§ Requirement
Copy the entries from the start through the line containing "x=205, y=280", inclusive, requests and all. Rescale each answer coordinate by 0.9 and round to a whole number, with halves rounding up; leave the requests and their format samples unchanged.

§ Data extract
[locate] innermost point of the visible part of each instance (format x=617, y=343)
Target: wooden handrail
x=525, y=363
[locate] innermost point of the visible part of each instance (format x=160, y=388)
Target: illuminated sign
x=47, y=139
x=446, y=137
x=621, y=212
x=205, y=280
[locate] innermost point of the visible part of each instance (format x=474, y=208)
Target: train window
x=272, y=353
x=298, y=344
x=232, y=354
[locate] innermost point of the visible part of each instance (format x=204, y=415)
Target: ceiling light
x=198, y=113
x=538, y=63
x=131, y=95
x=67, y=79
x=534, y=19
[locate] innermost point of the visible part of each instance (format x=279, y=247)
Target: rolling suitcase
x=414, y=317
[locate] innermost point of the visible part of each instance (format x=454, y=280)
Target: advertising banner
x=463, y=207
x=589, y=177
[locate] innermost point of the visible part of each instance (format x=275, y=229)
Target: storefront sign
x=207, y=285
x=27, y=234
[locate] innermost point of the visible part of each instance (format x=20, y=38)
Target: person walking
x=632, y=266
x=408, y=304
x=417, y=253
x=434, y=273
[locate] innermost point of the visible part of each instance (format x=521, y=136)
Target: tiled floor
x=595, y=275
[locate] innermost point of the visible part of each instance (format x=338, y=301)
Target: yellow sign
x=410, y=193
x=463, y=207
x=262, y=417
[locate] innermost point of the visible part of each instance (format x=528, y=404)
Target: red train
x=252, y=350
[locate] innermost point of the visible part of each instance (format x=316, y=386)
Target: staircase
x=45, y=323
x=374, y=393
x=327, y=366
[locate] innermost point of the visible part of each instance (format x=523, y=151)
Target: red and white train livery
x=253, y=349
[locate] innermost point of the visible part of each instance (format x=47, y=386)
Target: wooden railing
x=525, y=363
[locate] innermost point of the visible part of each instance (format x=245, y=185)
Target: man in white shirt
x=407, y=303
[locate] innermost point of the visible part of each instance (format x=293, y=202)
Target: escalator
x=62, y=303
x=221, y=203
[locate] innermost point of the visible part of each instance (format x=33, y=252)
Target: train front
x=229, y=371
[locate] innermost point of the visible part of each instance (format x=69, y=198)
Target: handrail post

§ The output
[locate] innermost point of the visible part of each instance (format x=617, y=343)
Target: wooden handrail
x=473, y=327
[locate] innermost point of the visible part of each instance (format x=160, y=388)
Target: illuminated sign
x=42, y=125
x=401, y=123
x=559, y=191
x=185, y=252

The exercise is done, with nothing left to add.